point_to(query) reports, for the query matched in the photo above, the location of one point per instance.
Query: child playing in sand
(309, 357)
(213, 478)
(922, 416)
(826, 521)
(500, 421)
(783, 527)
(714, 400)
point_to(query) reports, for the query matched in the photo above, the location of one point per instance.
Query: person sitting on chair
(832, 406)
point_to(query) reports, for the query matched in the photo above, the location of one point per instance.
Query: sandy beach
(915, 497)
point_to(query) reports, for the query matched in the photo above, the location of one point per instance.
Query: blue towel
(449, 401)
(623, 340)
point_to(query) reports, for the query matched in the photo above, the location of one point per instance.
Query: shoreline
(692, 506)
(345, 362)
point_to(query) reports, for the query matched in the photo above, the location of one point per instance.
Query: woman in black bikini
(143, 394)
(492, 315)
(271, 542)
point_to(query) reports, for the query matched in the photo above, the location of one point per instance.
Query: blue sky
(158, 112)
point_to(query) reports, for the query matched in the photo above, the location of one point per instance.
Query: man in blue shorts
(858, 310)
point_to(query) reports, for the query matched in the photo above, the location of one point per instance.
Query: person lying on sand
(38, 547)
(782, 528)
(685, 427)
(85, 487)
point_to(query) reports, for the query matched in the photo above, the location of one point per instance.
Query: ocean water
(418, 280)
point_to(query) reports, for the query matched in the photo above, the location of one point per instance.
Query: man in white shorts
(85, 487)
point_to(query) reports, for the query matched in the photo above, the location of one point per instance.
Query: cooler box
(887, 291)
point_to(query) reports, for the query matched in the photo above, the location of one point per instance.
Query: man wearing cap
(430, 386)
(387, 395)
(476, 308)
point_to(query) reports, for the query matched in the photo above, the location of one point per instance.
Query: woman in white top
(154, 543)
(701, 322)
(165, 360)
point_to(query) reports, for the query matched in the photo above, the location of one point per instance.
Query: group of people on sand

#### Exercise aim
Each entry above is to be quoted exactly.

#### Complete output
point_to(query) reports, for the query matched in the photo above, the location of one point per instance.
Query: child playing in sand
(309, 357)
(213, 478)
(922, 416)
(826, 521)
(500, 421)
(783, 527)
(714, 400)
point_to(query) reports, for the query matched in the photo above, the location of one point per instance.
Query: person sitting on chair
(832, 406)
point_to(query) reports, for the query matched in the photo above, the location of one point per instance.
Query: sandy beach
(915, 497)
point_to(query) reports, for the query matched in the photo above, the location of one point per instance.
Query: blue towel
(449, 401)
(623, 340)
point_to(query) reports, for the query matched in the photo above, the location of one point per instance.
Query: shoreline
(692, 506)
(345, 362)
point_to(query) reports, for the query matched in the photo above, the location of one point per instance.
Query: woman in black bikini
(143, 394)
(492, 315)
(271, 542)
point_to(query) reports, for the query matched in the photo above, the location of one point per instance.
Query: blue sky
(158, 112)
point_to(query) reports, for the query matched in the photo above, the location of one point per instance.
Query: man in blue shorts
(858, 310)
point_to(query) reports, for the query matched in the photo above, the location of one point per instance.
Query: person lying on sand
(38, 547)
(782, 528)
(685, 427)
(85, 487)
point_to(query) reports, for the query matched in the photo above, the location of one point per instance.
Query: ocean water
(418, 280)
point_to(query) reports, for the query matched in the photo above, the location of one point per instance.
Query: man in white shorts
(85, 487)
point_to(query) reports, for the query matched in the photo above, the location of one point per instance.
Query: cooler box
(887, 291)
point_to(query) reports, for the query matched in the photo above, the location of one point per instance.
Query: man wearing cap
(430, 386)
(387, 395)
(476, 308)
point_to(query) reports, for the query matched in the photo above, the location of one point per instance.
Query: woman in white top
(154, 543)
(701, 322)
(165, 360)
point_to(query) reports, for the query matched in the photo above, the location of one point per instance.
Query: group of people on sand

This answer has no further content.